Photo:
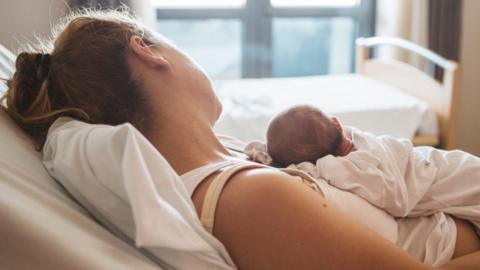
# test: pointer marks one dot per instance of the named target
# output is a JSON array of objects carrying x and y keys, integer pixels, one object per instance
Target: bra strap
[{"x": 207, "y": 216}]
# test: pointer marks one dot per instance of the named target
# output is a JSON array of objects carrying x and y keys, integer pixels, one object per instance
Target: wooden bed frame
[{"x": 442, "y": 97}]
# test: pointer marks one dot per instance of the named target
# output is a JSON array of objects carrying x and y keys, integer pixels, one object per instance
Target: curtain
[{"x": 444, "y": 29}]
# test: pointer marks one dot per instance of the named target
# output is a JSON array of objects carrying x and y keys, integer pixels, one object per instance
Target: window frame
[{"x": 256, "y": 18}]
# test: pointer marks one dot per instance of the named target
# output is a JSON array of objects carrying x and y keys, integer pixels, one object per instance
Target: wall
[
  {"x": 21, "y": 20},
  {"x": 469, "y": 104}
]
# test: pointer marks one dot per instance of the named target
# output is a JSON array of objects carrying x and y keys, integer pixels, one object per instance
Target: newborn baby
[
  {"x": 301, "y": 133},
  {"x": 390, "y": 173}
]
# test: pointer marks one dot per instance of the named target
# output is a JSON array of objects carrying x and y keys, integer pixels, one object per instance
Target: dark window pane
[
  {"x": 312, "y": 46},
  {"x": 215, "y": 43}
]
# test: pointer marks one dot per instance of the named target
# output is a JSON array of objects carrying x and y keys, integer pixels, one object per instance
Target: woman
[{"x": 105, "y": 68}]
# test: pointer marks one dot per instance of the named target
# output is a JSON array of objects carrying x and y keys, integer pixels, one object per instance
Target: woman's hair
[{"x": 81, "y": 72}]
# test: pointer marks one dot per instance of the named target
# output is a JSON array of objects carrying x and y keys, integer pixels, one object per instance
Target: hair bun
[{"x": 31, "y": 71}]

---

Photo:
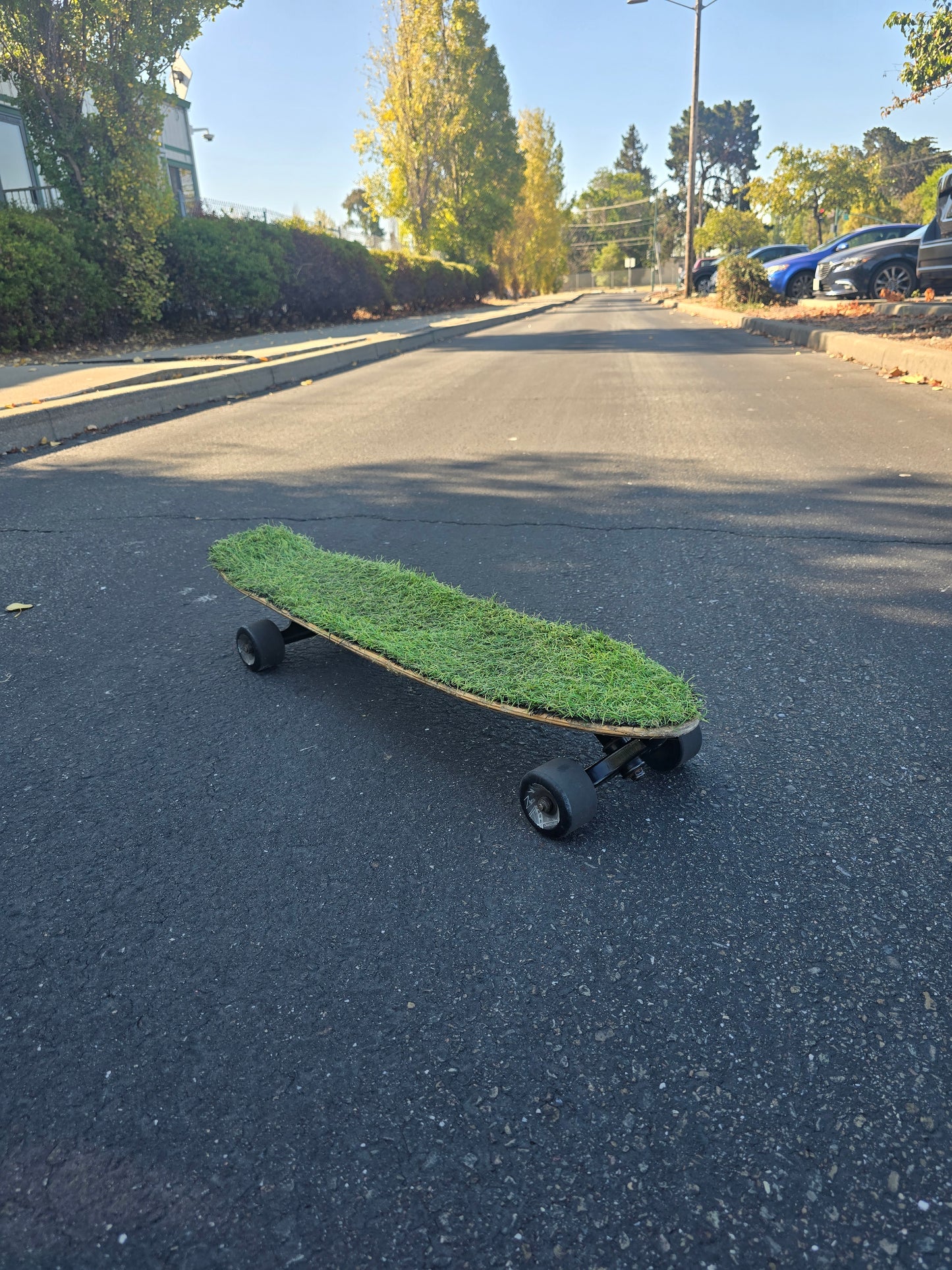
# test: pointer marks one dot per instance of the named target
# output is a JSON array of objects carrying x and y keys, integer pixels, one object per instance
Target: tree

==

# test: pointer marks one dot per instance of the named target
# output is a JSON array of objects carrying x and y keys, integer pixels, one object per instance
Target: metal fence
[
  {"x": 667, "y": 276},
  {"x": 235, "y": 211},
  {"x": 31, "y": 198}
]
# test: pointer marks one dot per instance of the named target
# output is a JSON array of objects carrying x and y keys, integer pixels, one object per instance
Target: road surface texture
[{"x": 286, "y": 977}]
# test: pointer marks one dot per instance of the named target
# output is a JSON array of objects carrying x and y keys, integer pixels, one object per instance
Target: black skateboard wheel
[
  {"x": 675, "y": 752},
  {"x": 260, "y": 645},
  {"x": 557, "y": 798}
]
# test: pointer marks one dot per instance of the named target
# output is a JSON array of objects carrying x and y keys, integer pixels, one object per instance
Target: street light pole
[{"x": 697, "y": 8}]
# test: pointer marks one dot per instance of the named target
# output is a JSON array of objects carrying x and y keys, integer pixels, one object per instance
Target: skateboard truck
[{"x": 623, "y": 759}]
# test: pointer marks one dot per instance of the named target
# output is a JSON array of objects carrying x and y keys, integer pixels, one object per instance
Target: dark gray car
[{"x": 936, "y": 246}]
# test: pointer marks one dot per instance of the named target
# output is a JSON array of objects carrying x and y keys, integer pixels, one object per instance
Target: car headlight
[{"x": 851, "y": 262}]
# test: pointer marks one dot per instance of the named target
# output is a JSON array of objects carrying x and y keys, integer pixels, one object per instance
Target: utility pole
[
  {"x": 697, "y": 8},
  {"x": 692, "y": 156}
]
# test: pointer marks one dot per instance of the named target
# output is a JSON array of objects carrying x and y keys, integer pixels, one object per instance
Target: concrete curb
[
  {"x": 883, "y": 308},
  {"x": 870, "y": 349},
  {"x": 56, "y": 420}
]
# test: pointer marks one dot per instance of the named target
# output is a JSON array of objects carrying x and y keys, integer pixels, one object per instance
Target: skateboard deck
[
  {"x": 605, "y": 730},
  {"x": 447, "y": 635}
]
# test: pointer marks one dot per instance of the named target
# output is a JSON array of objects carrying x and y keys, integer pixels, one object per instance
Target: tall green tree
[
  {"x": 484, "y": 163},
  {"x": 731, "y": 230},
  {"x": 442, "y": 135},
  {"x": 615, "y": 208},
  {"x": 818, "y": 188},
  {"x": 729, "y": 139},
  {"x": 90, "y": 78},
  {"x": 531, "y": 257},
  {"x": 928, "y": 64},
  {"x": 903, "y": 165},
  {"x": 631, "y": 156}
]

Instruction
How many lines in the entries above contain the word "frame"? Reply with the count alone.

Expected output
2